● What the exercise asks: Copy exactly, please, the line that has "Mark the vegetable" in it along with every line after it to the end of the listing.

#####

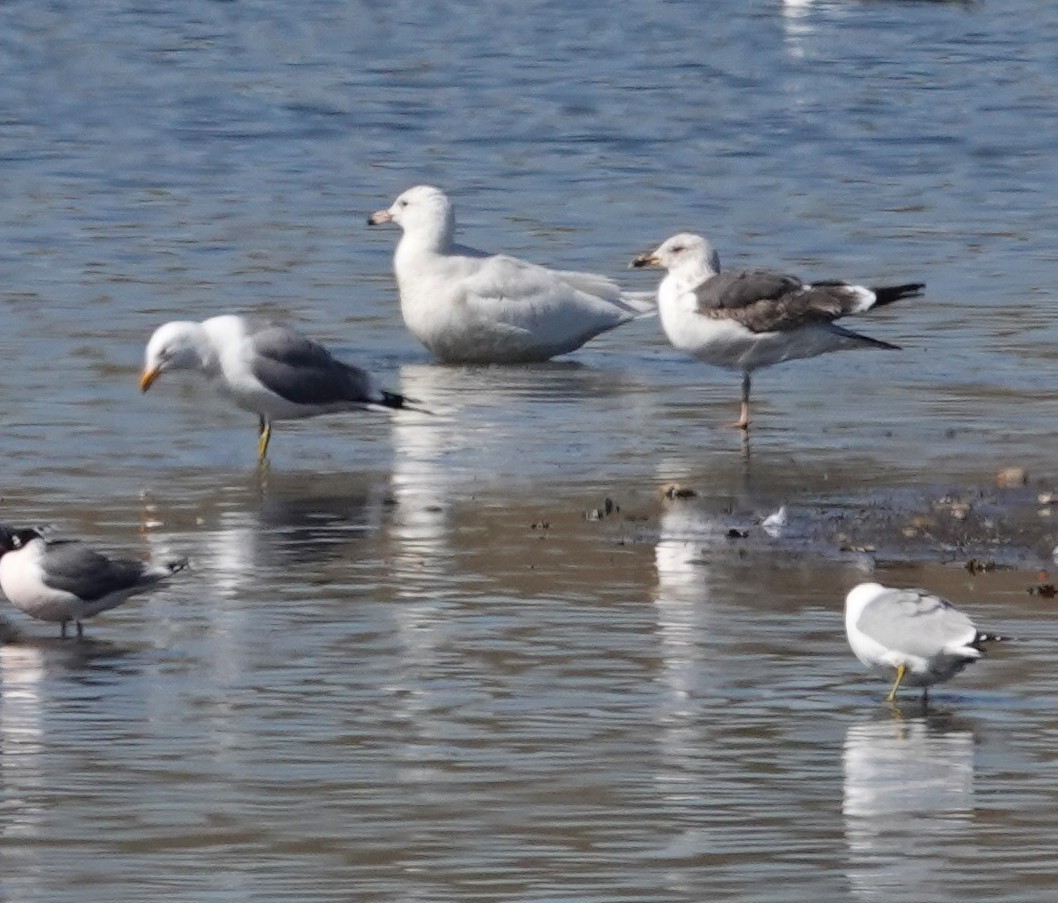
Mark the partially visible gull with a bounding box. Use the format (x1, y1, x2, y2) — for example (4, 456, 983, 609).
(141, 315, 427, 462)
(0, 525, 188, 638)
(631, 233, 923, 430)
(368, 185, 655, 363)
(844, 582, 1006, 703)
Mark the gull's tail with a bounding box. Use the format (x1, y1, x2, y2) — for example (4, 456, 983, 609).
(871, 282, 925, 307)
(618, 290, 658, 317)
(552, 270, 657, 317)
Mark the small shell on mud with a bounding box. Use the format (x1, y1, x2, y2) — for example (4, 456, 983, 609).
(996, 467, 1028, 488)
(904, 515, 936, 534)
(934, 498, 972, 520)
(761, 505, 788, 537)
(965, 558, 996, 575)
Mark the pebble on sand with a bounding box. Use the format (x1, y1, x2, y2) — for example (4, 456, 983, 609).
(661, 483, 697, 499)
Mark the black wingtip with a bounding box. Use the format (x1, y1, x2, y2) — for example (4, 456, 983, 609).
(974, 631, 1013, 648)
(381, 390, 406, 410)
(380, 391, 434, 415)
(165, 557, 190, 575)
(872, 282, 926, 306)
(829, 323, 902, 351)
(872, 338, 902, 351)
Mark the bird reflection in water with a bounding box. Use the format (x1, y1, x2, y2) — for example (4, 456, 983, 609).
(0, 641, 47, 881)
(650, 497, 732, 802)
(843, 712, 976, 901)
(0, 635, 132, 894)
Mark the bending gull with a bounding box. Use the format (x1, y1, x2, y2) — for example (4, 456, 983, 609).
(141, 315, 427, 462)
(845, 582, 1006, 703)
(368, 185, 655, 363)
(0, 525, 188, 638)
(632, 234, 923, 430)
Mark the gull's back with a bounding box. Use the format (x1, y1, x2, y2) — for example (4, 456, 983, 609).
(858, 588, 976, 654)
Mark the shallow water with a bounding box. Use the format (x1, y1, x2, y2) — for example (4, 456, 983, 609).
(3, 0, 1058, 899)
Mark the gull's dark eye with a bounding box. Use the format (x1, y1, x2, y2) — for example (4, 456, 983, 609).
(671, 245, 684, 254)
(399, 199, 409, 207)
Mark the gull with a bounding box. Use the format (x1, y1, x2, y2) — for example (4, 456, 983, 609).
(844, 582, 1006, 703)
(0, 525, 188, 638)
(141, 315, 427, 462)
(631, 234, 923, 430)
(367, 185, 655, 363)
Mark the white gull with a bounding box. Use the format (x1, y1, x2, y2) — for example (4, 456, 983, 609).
(844, 582, 1006, 703)
(368, 185, 654, 363)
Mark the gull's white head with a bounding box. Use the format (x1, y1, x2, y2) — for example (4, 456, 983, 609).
(632, 233, 721, 277)
(367, 185, 455, 250)
(844, 582, 887, 619)
(140, 320, 211, 392)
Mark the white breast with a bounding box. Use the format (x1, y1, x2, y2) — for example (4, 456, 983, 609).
(0, 543, 82, 623)
(658, 280, 761, 371)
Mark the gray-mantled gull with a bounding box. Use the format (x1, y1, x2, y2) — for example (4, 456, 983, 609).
(631, 233, 923, 430)
(0, 525, 188, 638)
(367, 185, 655, 363)
(844, 582, 1006, 703)
(141, 315, 428, 462)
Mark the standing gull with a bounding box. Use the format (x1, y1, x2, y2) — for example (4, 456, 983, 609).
(844, 582, 1006, 703)
(141, 315, 426, 462)
(0, 526, 188, 638)
(367, 185, 655, 363)
(631, 234, 923, 430)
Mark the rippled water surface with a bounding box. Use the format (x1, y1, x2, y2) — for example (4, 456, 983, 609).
(3, 0, 1058, 900)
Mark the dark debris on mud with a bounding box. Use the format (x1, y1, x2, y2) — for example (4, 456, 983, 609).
(647, 479, 1058, 574)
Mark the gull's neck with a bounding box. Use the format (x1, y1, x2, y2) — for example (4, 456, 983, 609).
(193, 318, 238, 376)
(669, 252, 720, 294)
(396, 207, 456, 262)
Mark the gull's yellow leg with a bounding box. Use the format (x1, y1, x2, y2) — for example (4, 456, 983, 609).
(257, 417, 272, 463)
(729, 373, 751, 431)
(885, 663, 907, 703)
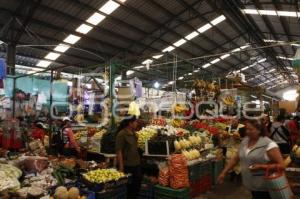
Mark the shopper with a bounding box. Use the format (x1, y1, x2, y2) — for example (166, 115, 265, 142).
(270, 115, 291, 154)
(286, 115, 298, 147)
(262, 114, 272, 136)
(61, 117, 80, 157)
(218, 119, 284, 199)
(116, 115, 141, 199)
(31, 122, 46, 143)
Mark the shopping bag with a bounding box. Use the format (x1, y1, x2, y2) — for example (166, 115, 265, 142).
(264, 166, 294, 199)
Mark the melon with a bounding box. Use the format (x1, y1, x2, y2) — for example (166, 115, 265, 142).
(55, 186, 67, 194)
(68, 187, 80, 199)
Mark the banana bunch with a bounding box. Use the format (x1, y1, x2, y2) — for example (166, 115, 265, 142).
(173, 103, 188, 113)
(93, 129, 106, 139)
(137, 127, 157, 149)
(172, 119, 185, 127)
(83, 169, 125, 184)
(74, 131, 87, 140)
(193, 79, 207, 89)
(74, 114, 84, 122)
(222, 95, 235, 106)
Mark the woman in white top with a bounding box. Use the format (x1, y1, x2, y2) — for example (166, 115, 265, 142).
(218, 119, 285, 199)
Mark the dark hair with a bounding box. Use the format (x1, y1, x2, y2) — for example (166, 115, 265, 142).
(116, 115, 137, 134)
(243, 119, 266, 136)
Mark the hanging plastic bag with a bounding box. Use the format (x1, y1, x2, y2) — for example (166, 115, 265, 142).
(264, 166, 294, 199)
(158, 167, 169, 186)
(169, 154, 189, 189)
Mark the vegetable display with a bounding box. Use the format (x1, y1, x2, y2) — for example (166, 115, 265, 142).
(83, 169, 125, 184)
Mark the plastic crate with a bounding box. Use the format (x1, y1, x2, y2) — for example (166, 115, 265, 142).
(188, 161, 212, 181)
(154, 185, 189, 199)
(138, 183, 154, 199)
(189, 175, 212, 198)
(211, 159, 224, 185)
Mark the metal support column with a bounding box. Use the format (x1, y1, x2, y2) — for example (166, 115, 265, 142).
(109, 63, 116, 132)
(49, 70, 54, 153)
(7, 42, 16, 118)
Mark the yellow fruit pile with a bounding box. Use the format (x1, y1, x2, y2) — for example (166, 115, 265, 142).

#####

● Response to this exercise:
Mark the vegetable display with a bounding box. Use the format (x1, y1, x2, y2) — for example (166, 115, 265, 142).
(83, 169, 125, 184)
Mark the plastic crate with a bounding box. Use the format (x1, y1, x2, y2) — for example (166, 115, 265, 142).
(188, 161, 212, 181)
(154, 185, 189, 199)
(138, 183, 154, 199)
(189, 175, 212, 198)
(211, 159, 224, 185)
Mark the metal support column with a bounding box. Use the format (x1, y1, x2, y2) — for example (166, 115, 265, 142).
(109, 63, 116, 132)
(49, 70, 54, 153)
(7, 42, 16, 118)
Mark the yellow fruit pile with a bounding box. Use the format (x1, y1, x2, y2) — for example (166, 115, 265, 142).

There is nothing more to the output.